### Haz esto
Cuenta las líneas de los registros que siguen en las que aparece la cadena "blue", teniendo en cuenta mayúsculas y minúsculas, y responde solo con el número.

### Etiquetas de puntos de objetos
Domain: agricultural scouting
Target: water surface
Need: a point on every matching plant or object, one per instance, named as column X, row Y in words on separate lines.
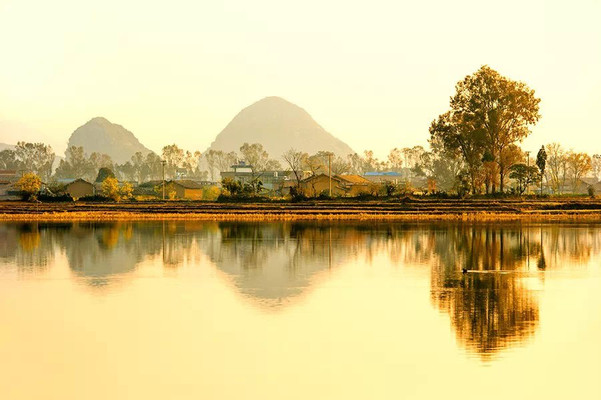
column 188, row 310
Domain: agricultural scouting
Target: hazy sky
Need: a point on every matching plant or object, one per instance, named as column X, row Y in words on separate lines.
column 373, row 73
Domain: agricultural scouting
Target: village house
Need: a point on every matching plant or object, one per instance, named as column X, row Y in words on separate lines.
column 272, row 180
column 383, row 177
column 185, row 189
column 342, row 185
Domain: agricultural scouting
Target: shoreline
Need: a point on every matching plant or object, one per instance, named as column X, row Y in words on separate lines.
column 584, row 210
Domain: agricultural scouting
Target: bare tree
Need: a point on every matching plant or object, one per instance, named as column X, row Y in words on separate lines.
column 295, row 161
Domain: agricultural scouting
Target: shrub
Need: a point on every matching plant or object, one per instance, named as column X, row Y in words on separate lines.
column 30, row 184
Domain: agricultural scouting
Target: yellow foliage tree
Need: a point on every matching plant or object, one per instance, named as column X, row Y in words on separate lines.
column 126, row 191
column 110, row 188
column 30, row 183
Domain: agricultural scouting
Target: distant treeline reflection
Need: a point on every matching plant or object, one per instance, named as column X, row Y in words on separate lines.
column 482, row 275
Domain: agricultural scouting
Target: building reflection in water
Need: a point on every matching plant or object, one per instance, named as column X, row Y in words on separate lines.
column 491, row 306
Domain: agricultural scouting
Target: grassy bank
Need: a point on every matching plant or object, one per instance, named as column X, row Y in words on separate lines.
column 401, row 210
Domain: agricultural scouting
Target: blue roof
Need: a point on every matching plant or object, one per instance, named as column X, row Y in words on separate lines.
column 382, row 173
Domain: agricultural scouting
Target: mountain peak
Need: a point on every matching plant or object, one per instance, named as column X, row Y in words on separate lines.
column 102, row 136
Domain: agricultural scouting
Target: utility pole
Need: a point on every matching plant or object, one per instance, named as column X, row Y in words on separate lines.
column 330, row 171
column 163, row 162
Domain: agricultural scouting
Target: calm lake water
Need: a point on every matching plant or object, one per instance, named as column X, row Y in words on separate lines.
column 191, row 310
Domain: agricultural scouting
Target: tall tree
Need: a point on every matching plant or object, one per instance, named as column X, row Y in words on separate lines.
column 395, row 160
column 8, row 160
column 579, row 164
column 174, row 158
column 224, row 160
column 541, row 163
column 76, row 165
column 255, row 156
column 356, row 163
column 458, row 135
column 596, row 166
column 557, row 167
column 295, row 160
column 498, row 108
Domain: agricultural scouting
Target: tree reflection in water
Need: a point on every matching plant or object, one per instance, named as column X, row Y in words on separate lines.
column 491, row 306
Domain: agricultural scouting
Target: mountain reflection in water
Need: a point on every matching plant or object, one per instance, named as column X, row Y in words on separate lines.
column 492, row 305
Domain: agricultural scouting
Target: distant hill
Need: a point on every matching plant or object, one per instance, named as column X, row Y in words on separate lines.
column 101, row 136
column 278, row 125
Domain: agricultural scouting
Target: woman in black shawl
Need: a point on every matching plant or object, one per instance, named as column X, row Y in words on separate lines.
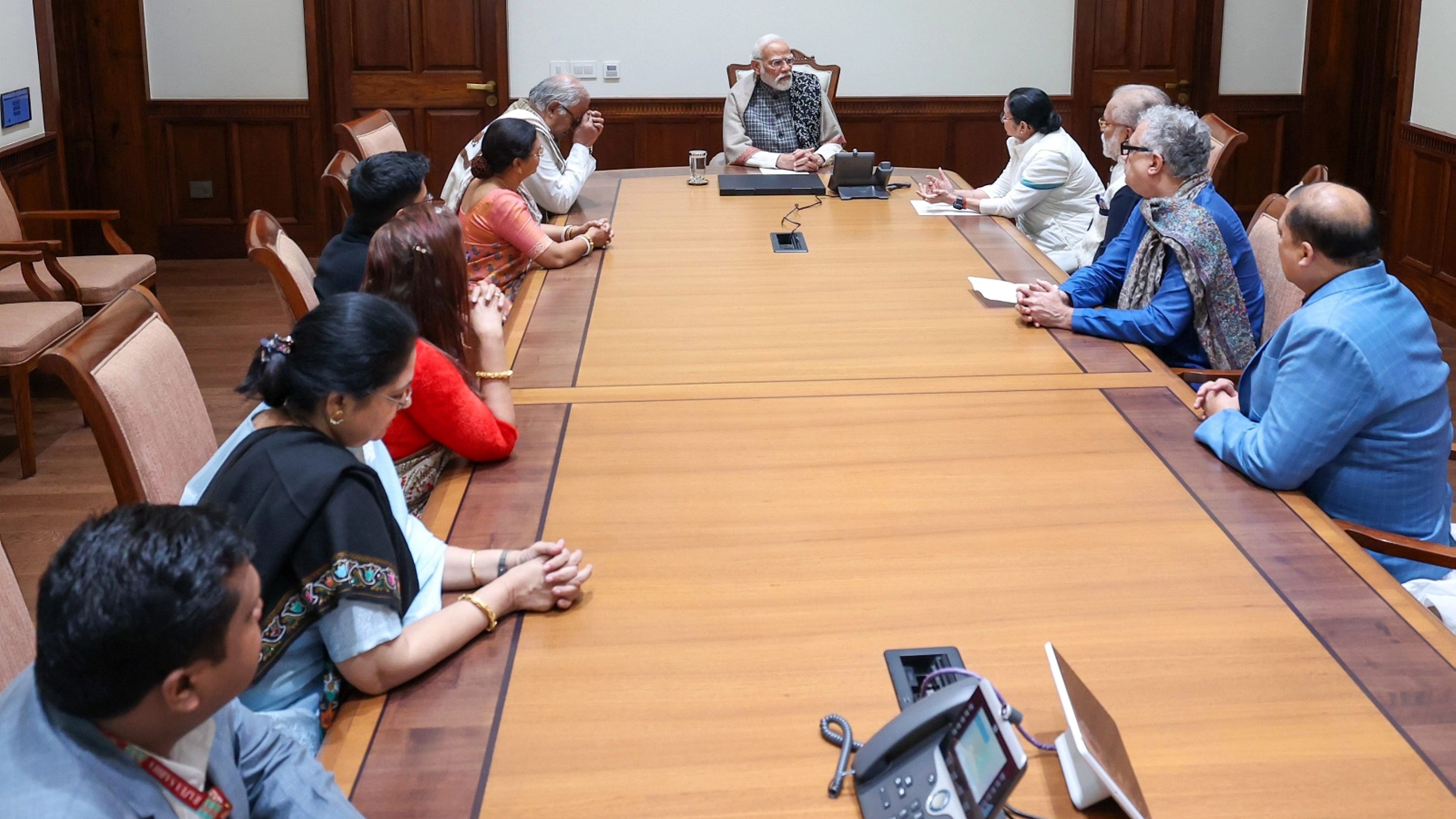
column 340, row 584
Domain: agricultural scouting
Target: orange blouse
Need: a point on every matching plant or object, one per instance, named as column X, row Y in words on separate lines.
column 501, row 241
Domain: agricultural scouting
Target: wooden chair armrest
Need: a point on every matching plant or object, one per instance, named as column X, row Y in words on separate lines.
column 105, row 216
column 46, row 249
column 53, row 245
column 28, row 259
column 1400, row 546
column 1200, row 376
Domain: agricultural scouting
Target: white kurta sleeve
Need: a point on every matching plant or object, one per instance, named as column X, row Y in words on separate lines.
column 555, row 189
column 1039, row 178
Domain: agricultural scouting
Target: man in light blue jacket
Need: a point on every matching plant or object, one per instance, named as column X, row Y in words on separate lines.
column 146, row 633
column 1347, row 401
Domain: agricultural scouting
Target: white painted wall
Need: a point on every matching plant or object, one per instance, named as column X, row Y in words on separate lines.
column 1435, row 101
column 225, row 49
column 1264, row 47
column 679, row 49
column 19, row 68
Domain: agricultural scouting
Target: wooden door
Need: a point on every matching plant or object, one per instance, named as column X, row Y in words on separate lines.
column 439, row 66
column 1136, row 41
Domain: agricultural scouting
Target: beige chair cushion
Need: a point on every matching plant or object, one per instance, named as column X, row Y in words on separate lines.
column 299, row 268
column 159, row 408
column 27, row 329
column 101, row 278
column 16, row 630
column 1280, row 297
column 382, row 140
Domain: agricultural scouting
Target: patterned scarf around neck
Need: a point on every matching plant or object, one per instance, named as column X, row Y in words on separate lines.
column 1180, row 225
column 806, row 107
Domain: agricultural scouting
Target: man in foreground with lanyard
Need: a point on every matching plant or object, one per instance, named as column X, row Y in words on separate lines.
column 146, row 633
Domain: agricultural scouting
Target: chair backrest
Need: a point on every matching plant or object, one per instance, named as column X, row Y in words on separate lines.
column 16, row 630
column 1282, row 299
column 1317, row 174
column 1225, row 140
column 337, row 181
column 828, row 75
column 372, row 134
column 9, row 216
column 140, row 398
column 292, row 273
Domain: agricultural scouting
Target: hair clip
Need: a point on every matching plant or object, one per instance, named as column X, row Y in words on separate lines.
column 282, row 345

==

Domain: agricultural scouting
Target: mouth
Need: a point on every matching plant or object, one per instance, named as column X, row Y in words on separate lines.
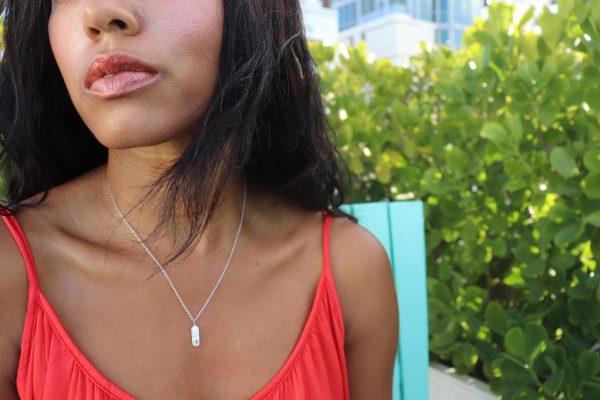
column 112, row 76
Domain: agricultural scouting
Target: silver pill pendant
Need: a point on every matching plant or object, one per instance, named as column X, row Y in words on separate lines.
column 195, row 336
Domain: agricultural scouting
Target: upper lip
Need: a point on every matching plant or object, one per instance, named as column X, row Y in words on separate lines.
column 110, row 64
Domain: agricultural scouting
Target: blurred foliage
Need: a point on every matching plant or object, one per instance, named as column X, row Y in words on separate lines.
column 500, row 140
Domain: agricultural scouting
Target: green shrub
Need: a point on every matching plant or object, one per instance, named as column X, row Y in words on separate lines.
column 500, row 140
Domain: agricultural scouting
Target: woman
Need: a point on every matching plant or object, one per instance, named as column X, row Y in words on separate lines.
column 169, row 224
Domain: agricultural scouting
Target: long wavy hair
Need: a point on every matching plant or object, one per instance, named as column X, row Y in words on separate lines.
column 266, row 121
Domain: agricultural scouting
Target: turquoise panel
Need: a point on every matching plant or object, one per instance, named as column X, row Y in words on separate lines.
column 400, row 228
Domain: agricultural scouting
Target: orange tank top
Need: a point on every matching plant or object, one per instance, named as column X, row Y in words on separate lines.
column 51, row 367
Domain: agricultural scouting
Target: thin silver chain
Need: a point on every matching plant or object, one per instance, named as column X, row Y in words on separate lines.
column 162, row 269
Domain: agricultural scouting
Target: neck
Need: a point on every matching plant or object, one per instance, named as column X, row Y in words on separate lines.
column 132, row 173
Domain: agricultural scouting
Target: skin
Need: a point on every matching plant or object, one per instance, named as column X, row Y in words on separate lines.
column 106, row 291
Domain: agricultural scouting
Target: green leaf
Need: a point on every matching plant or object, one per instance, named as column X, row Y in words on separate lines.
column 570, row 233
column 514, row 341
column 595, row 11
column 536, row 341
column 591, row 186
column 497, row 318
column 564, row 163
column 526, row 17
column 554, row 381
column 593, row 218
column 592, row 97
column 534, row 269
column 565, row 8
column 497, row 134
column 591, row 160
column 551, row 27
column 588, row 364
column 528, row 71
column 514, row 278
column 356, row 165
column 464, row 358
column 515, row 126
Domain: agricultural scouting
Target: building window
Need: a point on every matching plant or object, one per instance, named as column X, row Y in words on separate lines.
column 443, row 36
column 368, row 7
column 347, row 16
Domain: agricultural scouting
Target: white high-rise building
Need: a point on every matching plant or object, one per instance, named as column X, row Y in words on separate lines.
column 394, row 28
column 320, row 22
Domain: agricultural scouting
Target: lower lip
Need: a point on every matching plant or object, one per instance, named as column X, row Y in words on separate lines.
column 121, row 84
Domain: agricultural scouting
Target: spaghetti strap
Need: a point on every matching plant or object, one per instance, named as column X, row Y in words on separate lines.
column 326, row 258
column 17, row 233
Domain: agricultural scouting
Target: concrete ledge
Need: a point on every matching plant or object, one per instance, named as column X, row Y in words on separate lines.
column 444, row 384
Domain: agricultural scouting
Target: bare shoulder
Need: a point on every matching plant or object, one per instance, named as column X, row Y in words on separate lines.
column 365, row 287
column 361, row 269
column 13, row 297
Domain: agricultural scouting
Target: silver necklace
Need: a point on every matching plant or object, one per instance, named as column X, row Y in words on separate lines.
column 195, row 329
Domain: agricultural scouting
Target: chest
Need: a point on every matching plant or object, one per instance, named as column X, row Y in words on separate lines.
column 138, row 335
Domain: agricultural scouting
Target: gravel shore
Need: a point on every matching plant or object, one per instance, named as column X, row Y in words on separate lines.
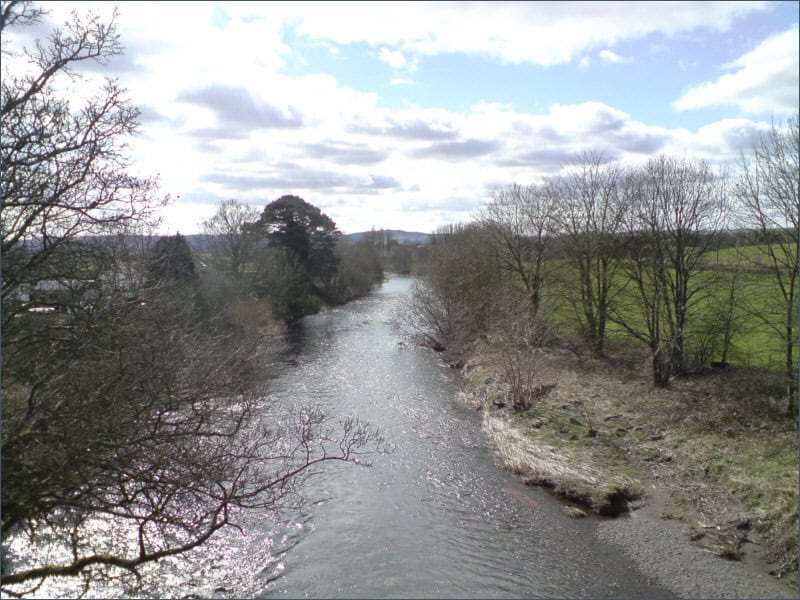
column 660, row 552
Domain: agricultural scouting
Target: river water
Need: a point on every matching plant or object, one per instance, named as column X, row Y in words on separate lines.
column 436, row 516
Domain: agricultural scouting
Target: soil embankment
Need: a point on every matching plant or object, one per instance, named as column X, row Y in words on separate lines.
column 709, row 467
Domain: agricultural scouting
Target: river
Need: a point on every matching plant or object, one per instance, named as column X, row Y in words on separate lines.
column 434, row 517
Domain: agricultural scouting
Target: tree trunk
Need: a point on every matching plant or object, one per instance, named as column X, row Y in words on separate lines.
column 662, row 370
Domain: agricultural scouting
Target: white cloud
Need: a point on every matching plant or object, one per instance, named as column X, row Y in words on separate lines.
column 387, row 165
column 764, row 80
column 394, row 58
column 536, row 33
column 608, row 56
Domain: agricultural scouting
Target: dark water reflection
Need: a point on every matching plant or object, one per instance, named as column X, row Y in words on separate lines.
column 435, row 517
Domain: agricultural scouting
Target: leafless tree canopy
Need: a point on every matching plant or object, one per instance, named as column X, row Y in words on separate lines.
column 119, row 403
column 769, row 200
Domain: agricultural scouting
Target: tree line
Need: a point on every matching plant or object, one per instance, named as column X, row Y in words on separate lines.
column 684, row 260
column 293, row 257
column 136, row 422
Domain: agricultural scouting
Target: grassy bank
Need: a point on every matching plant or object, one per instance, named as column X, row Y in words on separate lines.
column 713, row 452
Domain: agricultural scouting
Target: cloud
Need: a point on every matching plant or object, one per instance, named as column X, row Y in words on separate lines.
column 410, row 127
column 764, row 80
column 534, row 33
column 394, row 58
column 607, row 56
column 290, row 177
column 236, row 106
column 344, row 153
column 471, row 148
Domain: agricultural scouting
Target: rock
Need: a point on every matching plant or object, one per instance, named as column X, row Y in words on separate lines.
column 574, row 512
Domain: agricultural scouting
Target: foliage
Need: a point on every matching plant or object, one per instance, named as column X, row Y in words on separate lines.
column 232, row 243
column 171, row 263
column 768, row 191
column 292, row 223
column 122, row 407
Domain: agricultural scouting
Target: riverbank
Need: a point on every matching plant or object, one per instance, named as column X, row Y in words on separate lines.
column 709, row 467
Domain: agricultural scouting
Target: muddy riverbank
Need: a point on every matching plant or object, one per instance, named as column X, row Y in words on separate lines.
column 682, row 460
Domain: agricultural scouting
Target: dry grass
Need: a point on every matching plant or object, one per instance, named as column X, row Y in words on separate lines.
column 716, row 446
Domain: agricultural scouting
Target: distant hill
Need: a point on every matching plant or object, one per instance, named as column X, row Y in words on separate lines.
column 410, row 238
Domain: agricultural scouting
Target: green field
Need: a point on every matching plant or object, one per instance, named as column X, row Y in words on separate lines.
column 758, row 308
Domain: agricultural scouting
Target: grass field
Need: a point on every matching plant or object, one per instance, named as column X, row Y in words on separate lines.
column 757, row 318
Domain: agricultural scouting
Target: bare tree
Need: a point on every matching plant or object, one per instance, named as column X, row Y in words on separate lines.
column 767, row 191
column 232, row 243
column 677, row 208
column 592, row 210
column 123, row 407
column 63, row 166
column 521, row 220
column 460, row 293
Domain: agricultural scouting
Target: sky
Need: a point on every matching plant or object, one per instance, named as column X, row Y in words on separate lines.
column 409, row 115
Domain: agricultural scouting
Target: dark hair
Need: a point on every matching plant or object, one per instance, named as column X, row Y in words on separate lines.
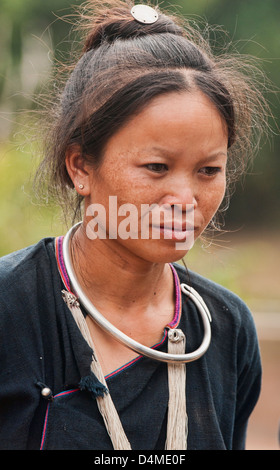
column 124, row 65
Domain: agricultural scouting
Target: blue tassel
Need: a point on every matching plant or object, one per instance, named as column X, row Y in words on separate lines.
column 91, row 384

...

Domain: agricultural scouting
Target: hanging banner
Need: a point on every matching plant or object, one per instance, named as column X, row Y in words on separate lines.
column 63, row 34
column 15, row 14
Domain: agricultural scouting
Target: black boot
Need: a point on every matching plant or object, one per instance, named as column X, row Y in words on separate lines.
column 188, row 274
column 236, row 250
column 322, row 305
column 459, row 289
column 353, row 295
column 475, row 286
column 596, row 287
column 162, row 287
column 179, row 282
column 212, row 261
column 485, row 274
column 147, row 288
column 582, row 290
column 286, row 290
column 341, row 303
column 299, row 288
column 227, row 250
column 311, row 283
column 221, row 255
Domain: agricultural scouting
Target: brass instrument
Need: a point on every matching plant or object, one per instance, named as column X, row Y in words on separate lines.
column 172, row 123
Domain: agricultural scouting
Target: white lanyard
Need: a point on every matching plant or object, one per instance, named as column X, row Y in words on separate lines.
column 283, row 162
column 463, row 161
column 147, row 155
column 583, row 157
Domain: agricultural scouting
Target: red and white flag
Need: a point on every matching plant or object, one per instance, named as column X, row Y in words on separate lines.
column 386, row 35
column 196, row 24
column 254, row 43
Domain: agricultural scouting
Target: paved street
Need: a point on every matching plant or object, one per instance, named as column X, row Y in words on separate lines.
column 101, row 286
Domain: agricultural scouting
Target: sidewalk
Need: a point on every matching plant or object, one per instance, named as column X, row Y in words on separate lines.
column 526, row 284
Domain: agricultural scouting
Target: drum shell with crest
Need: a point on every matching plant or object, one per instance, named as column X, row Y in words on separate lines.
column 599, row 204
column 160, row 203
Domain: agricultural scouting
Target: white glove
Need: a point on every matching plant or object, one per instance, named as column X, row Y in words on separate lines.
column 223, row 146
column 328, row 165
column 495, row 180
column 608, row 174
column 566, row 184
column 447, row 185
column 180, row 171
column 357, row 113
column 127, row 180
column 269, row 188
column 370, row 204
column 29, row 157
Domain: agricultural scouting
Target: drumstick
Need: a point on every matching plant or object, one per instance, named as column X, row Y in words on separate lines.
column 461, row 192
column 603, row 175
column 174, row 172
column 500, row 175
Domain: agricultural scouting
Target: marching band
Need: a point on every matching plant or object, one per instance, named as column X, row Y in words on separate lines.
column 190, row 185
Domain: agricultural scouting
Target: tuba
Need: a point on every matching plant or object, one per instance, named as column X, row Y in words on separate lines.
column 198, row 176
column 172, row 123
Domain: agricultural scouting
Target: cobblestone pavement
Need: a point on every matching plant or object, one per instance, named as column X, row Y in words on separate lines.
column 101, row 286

### Solución escrita
3